## [TASK MATERIAL]
________________________________________
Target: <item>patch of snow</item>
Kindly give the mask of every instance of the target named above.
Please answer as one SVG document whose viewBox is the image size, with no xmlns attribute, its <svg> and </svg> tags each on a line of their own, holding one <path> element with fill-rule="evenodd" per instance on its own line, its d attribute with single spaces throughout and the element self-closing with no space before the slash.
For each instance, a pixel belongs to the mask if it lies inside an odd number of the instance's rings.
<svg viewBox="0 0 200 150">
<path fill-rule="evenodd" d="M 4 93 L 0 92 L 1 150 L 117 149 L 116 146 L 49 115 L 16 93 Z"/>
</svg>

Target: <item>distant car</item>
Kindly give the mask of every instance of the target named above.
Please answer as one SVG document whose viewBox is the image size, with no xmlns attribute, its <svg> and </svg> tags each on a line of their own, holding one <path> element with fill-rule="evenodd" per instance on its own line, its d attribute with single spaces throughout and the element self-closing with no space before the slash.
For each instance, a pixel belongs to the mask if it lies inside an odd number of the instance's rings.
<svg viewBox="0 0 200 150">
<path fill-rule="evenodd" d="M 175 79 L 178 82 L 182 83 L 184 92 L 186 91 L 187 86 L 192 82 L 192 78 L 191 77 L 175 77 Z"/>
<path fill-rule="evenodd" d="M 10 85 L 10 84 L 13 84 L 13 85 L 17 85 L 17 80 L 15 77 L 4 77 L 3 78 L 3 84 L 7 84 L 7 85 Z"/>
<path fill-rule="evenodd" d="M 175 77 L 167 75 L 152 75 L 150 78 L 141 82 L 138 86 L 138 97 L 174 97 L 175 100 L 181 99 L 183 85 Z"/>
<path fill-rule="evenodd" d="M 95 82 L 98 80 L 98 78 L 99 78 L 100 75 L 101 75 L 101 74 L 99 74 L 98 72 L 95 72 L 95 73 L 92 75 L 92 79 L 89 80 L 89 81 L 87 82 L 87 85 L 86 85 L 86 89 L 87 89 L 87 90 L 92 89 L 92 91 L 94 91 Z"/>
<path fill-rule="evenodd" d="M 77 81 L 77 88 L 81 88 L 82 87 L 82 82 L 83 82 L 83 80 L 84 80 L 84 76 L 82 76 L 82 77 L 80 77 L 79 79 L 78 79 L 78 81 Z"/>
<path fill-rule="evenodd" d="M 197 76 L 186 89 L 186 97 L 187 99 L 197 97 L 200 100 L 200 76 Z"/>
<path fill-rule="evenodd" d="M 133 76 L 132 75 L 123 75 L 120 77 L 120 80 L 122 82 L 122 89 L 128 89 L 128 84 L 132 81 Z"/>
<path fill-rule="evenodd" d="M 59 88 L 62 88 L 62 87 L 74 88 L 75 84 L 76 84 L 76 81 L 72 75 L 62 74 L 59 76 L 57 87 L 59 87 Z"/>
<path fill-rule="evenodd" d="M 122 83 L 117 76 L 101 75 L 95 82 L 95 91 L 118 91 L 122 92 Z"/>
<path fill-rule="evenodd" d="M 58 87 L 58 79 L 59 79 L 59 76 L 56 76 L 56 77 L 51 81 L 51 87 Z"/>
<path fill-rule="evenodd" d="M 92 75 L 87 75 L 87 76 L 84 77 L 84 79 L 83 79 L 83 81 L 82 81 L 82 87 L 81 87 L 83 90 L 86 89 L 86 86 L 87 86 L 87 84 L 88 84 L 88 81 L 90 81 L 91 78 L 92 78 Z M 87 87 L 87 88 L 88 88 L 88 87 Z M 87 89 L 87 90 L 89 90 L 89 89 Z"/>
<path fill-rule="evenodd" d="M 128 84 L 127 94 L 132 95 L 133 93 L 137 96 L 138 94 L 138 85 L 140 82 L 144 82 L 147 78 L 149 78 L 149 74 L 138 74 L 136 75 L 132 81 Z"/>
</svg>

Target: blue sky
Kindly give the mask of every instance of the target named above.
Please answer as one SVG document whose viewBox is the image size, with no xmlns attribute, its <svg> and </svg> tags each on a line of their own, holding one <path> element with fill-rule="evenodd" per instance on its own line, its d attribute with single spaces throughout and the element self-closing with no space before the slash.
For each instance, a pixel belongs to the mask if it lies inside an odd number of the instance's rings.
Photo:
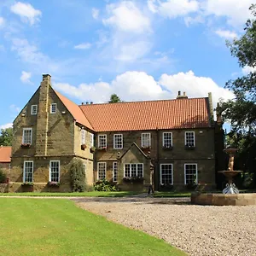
________________________________________
Lay out the records above as a JSON list of strings, one string per line and no blank lines, starting at the line that contains "Target: blue sky" and ending at the last line of the records, both included. Leave the pictures out of the answer.

## [OUTPUT BELOW]
[
  "Target: blue sky",
  "Kindly give the mask of every instance of the target named above.",
  "Please answer as one SVG document whose viewBox is the image size, with no xmlns attribute, its <svg> and </svg> tags each on a line of their own, holding one <path> element with fill-rule=\"evenodd\" per instance on its own line, its d attribute with single spaces throughout and the element self-closing with no space before the slash.",
  "For each instance, a pixel belongs to the mask if it lies inside an odd number of the instance's rings.",
  "Photo:"
]